根据下方关于可可西里的文本，判断以下三项陈述是否与文本相符。每项用"是"或"否"作答，并原样引用起决定作用的文本词句：(a) 可可西里藏羚羊种群数量已达7万多只；(b) 可可西里位于青海省海西蒙古族藏族自治州；(c) 可可西里保护区的平均海拔在3000米以下。

> _所给文本_
━━━━━━━━━━━━━━━━━━━━

可可西里巡山队队员在巡山途中。可可西里管理处供图


可可西里索南达杰保护站工作人员在109国道沿线捡拾被丢弃的垃圾。可可西里管理处供图


可可西里保护区工作人员在巡山途中。右三为布周。可可西里管理处供图

  “可可西里藏羚羊种群数量已达7万多只,藏羚羊大规模迁徙盛况再现青藏高原。”——日前,这样一则消息让人们再次关注到可可西里。

  可可西里位于青海省玉树藏族自治州西北部,是中国面积最大、海拔最高、野生动物资源最为丰富的保护区之一。在这片平均海拔4500米以上的高地上,栖息着高原精灵藏羚羊、野牦牛、藏野驴等230多种野生动物。

━━━━━━━━━━━━━━━━━━━━

> _可用数据_

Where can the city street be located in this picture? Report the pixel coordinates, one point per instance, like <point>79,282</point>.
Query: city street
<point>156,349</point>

━━━━━━━━━━━━━━━━━━━━

> _问题解答_
(a) 是。"可可西里藏羚羊种群数量已达7万多只"
(b) 否。"可可西里位于青海省玉树藏族自治州西北部"
(c) 否。"在这片平均海拔4500米以上的高地上"